» TEKSTFRAGMENT:
--------------------
ECLI:NL:TADRSHE:2025:95 Raad van Discipline 's-Hertogenbosch 24-829/DB/LI
ECLI: | ECLI:NL:TADRSHE:2025:95 |
---|---|
Datum uitspraak: | 10-06-2025 |
Datum publicatie: | 11-06-2025 |
Zaaknummer(s): | 24-829/DB/LI |
Onderwerp: | Tuchtprocesrecht, subonderwerp: Hoger beroep niet mogelijk |
Beslissingen: | Beslissing op verzet |
Inhoudsindicatie: | Verzet ongegrond. |
Beslissing van de Raad van Discipline in het ressort ‘s-Hertogenbosch
van 10 juni 2025
in de zaak 24-829/DB/LI
naar aanleiding van het verzet tegen de beslissing van de plaatsvervangend voorzitter
van de raad van discipline van 30 december 2024 op de klacht van:
klager
gemachtigde: [vader van klager]
over:
verweerder
1 VERLOOP VAN DE PROCEDURE
1.1 Op 13 mei 2024 heeft klager bij de deken van de Orde van Advocaten in het arrondissement Limburg (hierna: de deken) een klacht ingediend over verweerder.
--------------------
» VERZAMELD MATERIAAL:
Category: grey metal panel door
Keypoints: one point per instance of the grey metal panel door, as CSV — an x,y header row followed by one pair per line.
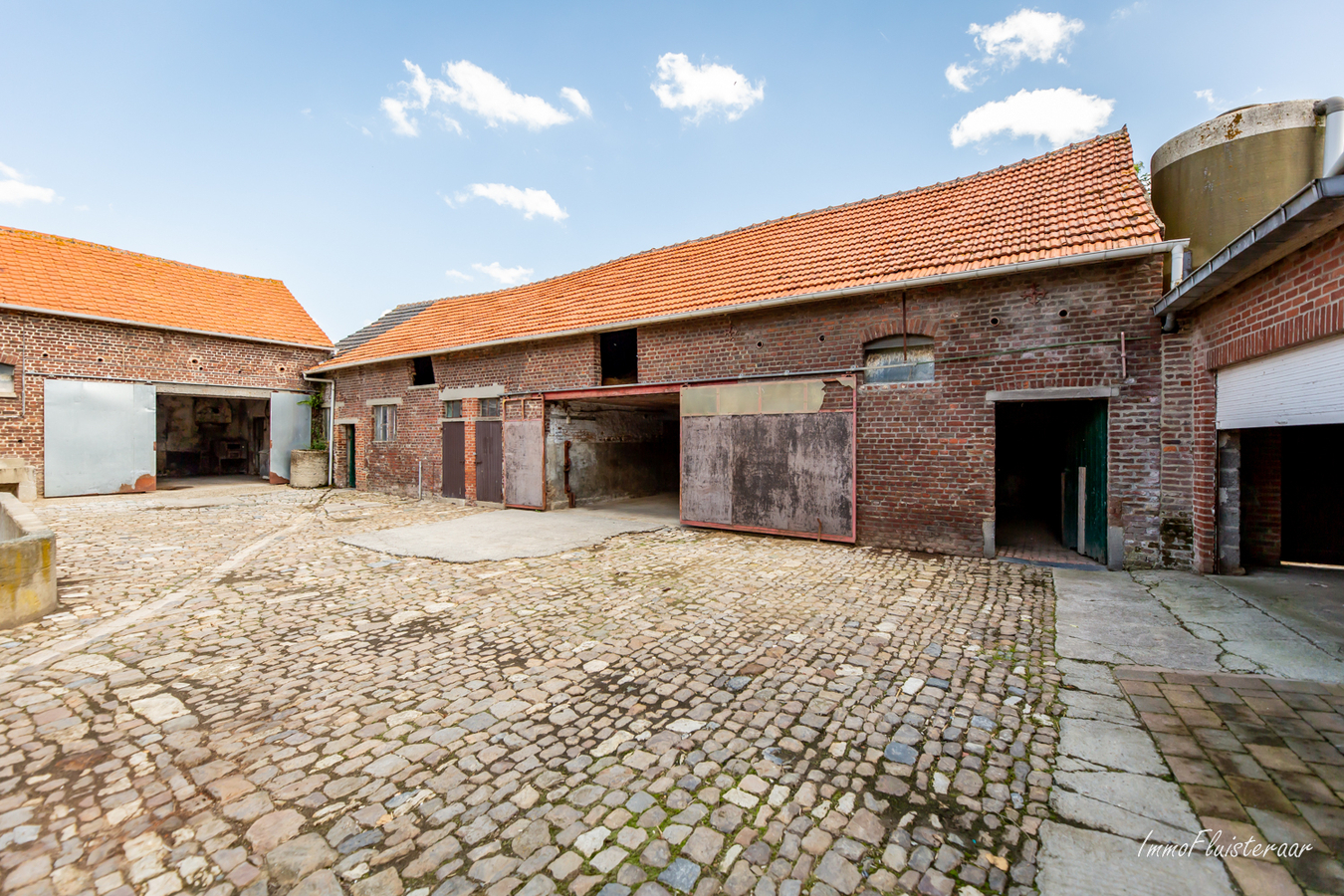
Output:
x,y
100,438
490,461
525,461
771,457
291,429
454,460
--------------------
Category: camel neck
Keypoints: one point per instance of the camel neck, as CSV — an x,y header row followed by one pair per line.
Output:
--------------------
» INSTRUCTIES EN EISEN: Ga verder met de tuchtbeslissing van de Raad van Discipline hierboven en schrijf door na de laatste zin die er staat.

» UITWERKING OPDRACHT:
1.2 Op 13 november 2024 heeft de raad het klachtdossier met kenmerk K24-056 van de deken ontvangen.
1.3 Bij beslissing van 30 december 2024 (ECLI:NL:TADRSHE:2024:183) heeft de plaatsvervangend voorzitter van de raad (hierna ook: de voorzitter) de klacht kennelijk ongegrond verklaard. Deze beslissing is op diezelfde datum verzonden aan partijen.
1.4 Op 25 januari 2025 heeft klager verzet ingesteld tegen de beslissing van de voorzitter.
1.5 Het verzet is behandeld op de zitting van de raad van 28 april 2025. Daarbij was de gemachtigde van klager aanwezig. Verweerder is, zoals hij voorafgaand heeft medegedeeld, niet verschenen.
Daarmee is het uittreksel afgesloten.